■ WHAT YOU HAVE TO DO
Output the items between the line holding "Target: corrugated metal fence" and the line holding "105 36 L 107", inclusive, as a two-column CSV with the columns item_text and answer, one row per item. Put each field in double quotes and replace every line break inside it with a space.

╔══

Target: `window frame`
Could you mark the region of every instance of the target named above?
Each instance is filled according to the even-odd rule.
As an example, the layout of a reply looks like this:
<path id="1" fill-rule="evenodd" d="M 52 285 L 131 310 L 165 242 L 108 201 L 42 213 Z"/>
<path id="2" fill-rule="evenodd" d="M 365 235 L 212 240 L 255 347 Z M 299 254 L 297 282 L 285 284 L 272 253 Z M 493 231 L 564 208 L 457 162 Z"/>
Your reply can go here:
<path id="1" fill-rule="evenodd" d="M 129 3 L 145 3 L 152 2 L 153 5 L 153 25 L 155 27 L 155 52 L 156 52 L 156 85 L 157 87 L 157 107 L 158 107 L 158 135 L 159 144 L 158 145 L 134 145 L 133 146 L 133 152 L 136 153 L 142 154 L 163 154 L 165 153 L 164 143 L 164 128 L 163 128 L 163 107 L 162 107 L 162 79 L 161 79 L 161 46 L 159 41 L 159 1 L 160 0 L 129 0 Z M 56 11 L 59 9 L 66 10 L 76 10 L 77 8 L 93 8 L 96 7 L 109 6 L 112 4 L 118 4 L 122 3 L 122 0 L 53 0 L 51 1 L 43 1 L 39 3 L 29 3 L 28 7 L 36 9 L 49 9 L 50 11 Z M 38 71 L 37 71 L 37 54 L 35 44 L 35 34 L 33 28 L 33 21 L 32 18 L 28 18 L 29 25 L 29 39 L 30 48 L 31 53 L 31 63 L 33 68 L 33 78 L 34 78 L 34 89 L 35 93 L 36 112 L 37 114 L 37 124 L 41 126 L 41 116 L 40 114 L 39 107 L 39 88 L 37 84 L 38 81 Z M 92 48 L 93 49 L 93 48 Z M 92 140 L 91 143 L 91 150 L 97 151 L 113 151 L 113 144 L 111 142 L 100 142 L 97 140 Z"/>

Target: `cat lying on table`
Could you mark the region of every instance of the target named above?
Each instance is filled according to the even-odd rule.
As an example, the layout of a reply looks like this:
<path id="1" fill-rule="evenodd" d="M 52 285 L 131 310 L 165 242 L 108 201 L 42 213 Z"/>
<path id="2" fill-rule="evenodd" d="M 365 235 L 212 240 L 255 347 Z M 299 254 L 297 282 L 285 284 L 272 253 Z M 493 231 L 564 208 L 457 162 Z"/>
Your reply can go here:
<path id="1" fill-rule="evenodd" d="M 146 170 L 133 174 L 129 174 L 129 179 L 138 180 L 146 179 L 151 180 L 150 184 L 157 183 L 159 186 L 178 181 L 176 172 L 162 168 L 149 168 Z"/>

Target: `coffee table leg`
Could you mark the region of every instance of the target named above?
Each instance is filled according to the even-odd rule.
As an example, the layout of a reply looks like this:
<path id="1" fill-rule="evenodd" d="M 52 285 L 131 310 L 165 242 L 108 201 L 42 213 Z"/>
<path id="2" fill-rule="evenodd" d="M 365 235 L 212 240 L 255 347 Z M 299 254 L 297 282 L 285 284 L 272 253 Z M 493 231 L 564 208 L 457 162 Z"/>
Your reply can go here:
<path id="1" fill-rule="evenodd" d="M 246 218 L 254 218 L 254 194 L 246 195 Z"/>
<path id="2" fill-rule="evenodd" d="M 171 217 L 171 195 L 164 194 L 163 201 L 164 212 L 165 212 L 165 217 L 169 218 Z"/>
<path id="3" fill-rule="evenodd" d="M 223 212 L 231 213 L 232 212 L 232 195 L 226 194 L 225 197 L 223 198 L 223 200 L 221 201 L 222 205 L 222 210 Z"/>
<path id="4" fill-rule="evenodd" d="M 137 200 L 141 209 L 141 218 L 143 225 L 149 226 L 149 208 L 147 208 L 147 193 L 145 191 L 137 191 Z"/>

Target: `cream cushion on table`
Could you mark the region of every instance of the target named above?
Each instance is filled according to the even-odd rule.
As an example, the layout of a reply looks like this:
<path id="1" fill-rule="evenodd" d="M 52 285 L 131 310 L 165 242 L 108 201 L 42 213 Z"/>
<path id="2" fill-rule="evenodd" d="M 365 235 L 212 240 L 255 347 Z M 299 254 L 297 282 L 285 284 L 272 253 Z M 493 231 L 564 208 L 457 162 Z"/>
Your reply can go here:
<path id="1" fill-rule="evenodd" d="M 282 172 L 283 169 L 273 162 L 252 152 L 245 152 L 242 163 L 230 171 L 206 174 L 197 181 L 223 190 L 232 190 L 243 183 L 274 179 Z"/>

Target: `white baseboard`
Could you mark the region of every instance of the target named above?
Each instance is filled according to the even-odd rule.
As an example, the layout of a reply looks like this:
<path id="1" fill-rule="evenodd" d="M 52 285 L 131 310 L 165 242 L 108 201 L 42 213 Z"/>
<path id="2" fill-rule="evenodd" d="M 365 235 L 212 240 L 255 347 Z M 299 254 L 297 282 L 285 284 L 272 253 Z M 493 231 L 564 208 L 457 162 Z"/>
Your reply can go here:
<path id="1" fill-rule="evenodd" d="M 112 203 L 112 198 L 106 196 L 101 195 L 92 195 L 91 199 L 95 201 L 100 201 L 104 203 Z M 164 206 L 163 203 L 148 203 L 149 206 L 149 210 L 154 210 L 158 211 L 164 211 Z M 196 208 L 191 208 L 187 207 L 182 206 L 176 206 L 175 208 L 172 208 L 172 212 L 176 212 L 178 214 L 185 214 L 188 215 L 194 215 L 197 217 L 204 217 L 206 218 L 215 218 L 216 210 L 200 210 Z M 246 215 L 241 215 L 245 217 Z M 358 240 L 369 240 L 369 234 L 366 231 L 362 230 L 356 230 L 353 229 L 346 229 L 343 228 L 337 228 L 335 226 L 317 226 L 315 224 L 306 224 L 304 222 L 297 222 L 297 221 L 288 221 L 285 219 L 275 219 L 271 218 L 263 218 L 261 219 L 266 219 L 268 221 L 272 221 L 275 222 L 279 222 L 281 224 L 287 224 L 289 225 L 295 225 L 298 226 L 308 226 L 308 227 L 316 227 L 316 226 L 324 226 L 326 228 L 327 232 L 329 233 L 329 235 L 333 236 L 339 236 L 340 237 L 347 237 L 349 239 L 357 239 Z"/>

╚══
╔══

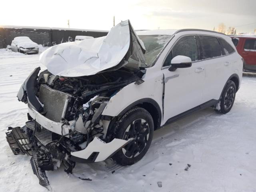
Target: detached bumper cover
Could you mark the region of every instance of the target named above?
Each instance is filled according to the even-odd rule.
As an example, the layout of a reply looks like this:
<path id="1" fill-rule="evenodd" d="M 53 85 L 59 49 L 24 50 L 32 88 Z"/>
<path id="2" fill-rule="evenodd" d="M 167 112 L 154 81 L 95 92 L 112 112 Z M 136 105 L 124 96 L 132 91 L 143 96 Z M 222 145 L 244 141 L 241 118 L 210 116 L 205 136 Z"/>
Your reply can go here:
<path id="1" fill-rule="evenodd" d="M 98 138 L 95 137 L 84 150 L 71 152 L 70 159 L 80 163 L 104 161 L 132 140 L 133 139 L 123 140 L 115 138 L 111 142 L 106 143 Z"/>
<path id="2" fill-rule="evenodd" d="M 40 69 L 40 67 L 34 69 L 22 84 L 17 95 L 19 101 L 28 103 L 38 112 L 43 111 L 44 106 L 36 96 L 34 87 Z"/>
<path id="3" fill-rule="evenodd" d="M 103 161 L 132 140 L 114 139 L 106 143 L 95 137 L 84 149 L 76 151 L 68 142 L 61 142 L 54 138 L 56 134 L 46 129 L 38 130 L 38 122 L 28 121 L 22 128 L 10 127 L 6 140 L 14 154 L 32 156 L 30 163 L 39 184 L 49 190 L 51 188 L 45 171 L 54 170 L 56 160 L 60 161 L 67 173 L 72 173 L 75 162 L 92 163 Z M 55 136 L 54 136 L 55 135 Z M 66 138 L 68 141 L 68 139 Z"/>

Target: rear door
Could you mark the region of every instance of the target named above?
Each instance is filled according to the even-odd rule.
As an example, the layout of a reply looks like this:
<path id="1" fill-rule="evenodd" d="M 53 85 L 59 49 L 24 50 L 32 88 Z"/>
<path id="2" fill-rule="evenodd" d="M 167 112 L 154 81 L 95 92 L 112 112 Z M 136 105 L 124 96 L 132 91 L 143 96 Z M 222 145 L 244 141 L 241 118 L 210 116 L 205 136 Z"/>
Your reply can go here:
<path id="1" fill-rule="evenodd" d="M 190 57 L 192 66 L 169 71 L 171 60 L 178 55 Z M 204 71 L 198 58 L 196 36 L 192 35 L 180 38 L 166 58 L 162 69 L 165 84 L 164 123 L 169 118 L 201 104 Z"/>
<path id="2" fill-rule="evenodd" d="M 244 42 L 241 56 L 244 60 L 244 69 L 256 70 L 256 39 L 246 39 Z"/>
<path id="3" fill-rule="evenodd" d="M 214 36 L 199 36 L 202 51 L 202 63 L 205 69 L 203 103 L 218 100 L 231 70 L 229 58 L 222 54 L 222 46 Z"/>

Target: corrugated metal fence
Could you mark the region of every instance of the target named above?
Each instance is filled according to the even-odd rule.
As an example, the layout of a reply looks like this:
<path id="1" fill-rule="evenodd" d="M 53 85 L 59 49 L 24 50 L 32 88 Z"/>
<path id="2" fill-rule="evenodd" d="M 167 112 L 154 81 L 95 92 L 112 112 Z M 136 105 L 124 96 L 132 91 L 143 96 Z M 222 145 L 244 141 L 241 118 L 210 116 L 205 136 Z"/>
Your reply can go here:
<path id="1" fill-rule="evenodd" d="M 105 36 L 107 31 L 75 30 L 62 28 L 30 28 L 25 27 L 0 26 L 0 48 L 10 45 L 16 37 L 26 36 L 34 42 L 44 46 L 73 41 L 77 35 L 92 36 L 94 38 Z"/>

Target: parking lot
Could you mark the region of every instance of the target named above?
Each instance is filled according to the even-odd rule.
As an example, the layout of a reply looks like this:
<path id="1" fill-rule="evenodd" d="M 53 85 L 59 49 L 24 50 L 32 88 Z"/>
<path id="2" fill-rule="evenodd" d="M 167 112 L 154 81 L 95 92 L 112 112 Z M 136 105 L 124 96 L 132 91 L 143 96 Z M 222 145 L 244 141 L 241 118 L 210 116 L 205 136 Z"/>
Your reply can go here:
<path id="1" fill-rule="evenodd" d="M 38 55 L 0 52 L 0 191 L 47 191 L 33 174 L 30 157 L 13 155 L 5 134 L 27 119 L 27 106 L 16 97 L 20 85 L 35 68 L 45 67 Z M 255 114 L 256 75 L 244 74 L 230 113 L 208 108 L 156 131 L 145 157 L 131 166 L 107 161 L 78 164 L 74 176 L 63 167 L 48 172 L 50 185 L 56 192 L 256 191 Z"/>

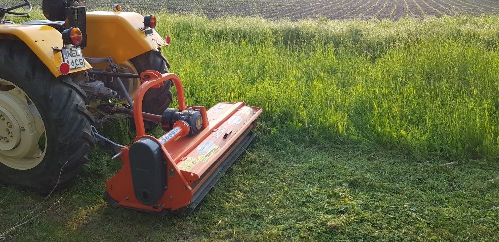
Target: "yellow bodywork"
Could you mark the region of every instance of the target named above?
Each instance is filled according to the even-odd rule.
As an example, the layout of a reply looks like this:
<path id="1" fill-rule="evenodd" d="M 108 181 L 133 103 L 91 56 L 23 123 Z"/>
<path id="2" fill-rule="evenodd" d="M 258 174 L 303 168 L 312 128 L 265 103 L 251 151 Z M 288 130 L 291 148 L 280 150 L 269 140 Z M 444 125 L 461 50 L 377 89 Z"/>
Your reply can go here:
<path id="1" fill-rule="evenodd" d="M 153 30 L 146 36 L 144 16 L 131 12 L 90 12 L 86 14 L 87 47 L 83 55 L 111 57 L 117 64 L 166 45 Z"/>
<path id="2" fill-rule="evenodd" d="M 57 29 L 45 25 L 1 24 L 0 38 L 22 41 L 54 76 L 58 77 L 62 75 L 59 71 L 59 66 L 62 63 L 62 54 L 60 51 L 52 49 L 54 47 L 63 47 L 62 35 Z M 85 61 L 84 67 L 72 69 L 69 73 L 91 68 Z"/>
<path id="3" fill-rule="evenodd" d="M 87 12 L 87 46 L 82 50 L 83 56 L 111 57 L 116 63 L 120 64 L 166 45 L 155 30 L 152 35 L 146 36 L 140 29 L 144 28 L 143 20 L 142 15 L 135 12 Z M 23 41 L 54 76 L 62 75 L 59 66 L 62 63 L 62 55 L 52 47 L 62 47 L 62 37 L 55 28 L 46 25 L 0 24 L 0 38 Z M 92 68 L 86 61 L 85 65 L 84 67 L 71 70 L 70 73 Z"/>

╚══
╔══

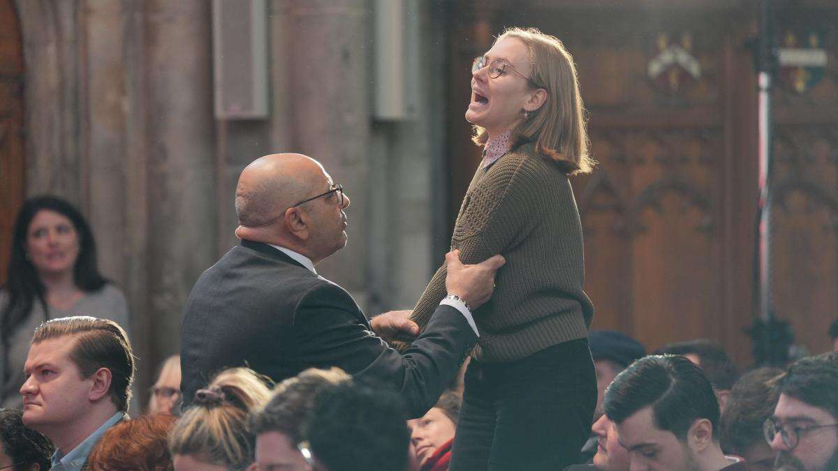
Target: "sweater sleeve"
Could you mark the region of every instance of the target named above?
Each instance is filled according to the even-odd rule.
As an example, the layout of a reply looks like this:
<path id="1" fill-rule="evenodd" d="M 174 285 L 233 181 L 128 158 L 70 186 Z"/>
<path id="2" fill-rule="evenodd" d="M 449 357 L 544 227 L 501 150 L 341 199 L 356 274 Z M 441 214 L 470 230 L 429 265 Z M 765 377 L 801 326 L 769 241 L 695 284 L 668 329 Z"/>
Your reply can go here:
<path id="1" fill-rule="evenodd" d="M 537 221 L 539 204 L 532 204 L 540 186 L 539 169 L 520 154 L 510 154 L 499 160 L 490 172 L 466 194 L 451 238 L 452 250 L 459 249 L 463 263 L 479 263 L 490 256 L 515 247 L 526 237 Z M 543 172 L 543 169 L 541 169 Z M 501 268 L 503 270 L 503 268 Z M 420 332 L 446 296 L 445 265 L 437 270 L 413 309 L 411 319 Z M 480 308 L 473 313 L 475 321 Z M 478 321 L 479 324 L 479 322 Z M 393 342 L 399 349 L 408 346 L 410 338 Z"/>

╚══

■ EXERCISE OUTPUT
item_text,answer
"Target: corrugated metal fence Could you mark the region of every instance of the target named above? Each instance is filled according to the even-odd rule. As an example, the layout of a reply looks like this: <path id=""1"" fill-rule=""evenodd"" d=""M 53 85 L 59 49 L 24 50 L 32 88 Z""/> <path id=""2"" fill-rule=""evenodd"" d=""M 167 112 L 154 81 L 95 92 L 112 112 Z M 136 105 L 124 96 L 132 91 L 143 96 Z M 222 145 L 244 141 L 241 118 L 210 116 L 205 136 Z""/> Your reply can go here:","<path id=""1"" fill-rule=""evenodd"" d=""M 105 36 L 107 31 L 75 30 L 62 28 L 30 28 L 25 27 L 0 26 L 0 48 L 10 45 L 16 37 L 26 36 L 34 42 L 44 46 L 73 41 L 77 35 L 92 36 L 94 38 Z""/>"